→ Extract provided:
*** Begin section ***
People often ask for a recommendation to a test to determine students' ELLP level. Sadly there is no 'one test to bind them all' so to speak! People use a wide variety of both formal and informal tools to determine ELLP scores. Furthermore there are almost no commercial assessment tools that are normed for use with students in our context.
Continuing students at a school will have a body of work, in ESOL and other subjects, that can be used to determine ELLP levels and it is good practice to involve mainstream teachers in making judgements about ELLP levels. 
Whilst it is not best practice to assess students within a short time of arrival, it is sadly sometimes unavoidable. Judgements for newly arrived students often have to be made using observation and assessments in ESOL classrooms. Such assessments might include:

a writing sample - referenced against ELLP

reading assessments - teachers can assess comprehension and , if necessary, decoding. Reading assessments might include

  • clozes - sometimes these are based on ELLP texts, see the cloze tests by Linda Todd at the bottom of this page 
  • commercial comprehension tests

a speaking assessment - often a short interview which will also enable you to find out about the student's learning background listening assessments - examples might include

  • dictations
  • listen and draw activities

assessment of vocabulary knowledge- refer to Julie's list below for some examples of these

In addition with Foundation students you may want to assess alphabet knowledge and letter sound correspondence.
*** End section ***
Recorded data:
*** Begin section ***
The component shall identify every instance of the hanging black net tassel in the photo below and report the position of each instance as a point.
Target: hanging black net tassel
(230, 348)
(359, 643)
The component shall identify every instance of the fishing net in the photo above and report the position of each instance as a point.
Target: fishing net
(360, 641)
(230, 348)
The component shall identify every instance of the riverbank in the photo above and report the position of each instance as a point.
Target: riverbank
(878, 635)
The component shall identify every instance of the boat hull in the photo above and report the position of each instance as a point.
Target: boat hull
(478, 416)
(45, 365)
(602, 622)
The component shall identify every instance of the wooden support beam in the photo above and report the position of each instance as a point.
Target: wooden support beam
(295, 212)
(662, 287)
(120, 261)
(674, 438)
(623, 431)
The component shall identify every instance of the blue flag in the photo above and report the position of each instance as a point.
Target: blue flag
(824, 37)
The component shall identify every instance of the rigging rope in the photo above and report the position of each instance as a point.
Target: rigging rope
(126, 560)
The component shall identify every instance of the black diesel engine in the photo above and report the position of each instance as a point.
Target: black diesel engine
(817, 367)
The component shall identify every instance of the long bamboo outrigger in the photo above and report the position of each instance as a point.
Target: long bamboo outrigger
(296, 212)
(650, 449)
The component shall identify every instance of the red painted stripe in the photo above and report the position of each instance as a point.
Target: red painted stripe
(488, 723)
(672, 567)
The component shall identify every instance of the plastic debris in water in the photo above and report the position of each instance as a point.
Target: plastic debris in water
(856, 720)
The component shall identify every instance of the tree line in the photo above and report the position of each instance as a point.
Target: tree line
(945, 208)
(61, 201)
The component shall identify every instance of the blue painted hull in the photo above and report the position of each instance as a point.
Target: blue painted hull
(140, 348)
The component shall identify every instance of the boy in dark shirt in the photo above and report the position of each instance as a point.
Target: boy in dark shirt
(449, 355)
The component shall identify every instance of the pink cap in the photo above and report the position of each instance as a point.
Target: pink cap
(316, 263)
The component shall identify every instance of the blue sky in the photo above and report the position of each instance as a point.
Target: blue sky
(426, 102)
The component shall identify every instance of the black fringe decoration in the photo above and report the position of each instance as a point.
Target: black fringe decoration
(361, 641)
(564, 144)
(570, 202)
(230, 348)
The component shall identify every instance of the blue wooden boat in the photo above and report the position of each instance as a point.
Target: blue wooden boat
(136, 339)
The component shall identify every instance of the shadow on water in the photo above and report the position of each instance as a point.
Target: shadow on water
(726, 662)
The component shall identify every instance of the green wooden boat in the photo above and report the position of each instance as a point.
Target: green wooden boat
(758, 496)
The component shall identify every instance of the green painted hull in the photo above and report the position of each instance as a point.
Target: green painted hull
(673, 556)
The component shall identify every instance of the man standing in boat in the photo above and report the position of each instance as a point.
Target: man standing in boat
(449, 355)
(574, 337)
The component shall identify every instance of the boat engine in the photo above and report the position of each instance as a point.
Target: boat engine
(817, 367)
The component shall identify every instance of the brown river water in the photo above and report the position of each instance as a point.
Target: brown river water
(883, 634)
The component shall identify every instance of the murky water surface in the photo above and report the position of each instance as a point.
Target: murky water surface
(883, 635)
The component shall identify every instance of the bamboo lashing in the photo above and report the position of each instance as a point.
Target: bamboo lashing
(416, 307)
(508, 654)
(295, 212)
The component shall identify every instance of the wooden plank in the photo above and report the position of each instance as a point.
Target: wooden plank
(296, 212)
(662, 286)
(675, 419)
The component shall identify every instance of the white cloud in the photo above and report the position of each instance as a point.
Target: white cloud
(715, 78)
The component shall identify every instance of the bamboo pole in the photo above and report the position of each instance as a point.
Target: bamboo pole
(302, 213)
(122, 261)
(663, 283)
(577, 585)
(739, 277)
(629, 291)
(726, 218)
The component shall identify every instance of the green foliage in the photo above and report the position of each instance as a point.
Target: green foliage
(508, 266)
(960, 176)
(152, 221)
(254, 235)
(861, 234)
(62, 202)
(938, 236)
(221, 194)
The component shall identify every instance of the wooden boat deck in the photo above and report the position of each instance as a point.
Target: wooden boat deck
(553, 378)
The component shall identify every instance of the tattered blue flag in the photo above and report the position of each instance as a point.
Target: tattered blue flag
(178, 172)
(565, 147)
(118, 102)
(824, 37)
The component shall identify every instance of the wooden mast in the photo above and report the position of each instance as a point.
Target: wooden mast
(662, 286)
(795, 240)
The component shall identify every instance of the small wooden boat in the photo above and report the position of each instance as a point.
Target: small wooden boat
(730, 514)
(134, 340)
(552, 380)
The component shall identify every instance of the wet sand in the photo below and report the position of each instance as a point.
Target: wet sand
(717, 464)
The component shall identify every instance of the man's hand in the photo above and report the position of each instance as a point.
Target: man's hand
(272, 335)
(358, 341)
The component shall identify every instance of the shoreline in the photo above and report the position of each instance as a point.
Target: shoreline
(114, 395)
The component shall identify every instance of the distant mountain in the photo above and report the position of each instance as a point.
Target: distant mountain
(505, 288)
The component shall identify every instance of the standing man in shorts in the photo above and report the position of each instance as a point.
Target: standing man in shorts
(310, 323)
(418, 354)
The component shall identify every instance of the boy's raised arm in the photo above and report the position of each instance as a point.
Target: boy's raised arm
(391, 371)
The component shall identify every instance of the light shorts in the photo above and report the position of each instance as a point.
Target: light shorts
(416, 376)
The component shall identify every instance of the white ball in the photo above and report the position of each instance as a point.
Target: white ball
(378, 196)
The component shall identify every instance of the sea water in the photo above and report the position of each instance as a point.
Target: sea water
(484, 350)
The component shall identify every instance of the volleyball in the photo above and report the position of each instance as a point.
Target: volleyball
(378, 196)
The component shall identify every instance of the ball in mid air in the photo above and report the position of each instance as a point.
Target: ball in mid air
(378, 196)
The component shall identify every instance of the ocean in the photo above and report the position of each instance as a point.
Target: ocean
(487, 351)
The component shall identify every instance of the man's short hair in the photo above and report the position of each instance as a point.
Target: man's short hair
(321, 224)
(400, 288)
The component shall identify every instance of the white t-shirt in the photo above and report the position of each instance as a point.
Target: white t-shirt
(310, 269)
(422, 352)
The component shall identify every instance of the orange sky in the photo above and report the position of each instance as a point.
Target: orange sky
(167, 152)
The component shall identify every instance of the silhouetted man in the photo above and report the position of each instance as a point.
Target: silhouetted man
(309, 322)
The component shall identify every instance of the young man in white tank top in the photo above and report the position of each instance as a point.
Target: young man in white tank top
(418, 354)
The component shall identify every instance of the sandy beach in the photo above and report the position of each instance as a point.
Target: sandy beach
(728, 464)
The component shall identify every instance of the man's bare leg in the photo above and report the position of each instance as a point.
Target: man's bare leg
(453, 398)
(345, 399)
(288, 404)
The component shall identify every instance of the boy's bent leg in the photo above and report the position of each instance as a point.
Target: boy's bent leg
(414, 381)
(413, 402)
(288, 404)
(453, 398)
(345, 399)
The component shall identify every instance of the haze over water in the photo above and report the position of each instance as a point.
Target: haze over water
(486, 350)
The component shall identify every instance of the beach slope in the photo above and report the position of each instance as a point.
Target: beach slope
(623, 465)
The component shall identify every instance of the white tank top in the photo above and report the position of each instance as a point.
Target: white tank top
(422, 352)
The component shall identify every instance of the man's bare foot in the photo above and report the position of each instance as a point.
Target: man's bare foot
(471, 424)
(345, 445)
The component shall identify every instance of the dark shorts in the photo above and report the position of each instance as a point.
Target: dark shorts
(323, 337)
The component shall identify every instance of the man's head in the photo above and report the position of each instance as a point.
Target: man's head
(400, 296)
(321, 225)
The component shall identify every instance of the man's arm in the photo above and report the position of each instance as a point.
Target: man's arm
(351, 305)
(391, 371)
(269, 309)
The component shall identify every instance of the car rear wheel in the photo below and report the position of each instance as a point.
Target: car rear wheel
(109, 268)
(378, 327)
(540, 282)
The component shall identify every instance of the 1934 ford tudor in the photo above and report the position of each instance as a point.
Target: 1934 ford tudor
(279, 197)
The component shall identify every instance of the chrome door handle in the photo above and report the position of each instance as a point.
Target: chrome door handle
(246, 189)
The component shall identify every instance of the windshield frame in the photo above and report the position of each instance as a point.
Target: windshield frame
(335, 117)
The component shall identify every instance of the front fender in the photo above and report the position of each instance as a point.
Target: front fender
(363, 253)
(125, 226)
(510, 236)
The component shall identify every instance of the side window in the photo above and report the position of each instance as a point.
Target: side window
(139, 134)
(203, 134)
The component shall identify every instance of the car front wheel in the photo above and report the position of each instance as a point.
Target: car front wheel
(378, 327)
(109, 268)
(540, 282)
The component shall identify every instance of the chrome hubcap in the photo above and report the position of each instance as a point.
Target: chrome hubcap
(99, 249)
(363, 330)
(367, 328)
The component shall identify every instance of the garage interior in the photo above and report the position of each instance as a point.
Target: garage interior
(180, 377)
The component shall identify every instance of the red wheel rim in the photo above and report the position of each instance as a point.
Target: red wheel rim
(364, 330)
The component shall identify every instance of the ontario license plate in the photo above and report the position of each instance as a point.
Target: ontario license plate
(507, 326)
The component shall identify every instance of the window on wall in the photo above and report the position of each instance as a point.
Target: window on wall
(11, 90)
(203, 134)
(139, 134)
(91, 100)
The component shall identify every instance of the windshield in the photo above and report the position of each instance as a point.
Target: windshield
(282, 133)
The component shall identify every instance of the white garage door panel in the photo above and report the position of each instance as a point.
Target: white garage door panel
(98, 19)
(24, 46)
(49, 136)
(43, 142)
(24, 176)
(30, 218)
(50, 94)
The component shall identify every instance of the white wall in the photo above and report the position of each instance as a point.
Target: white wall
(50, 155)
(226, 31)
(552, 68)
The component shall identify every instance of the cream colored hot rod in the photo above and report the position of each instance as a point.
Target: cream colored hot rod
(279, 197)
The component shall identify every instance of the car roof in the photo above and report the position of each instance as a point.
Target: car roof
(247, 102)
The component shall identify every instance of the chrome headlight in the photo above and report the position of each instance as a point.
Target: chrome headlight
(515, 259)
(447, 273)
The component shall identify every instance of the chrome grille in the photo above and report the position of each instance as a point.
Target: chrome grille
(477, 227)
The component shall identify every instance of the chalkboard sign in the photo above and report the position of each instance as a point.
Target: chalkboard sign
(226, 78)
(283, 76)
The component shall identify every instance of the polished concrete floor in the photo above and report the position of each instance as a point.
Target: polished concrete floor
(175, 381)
*** End section ***
→ Required action:
The passage on determining ELLP levels lists possible assessments for newly arrived students after "Such assessments might include". Name each of the main assessment types in that list.

→ Output for this exercise:
- A writing sample
- Reading assessments
- A speaking assessment
- Listening assessments
- Assessment of vocabulary knowledge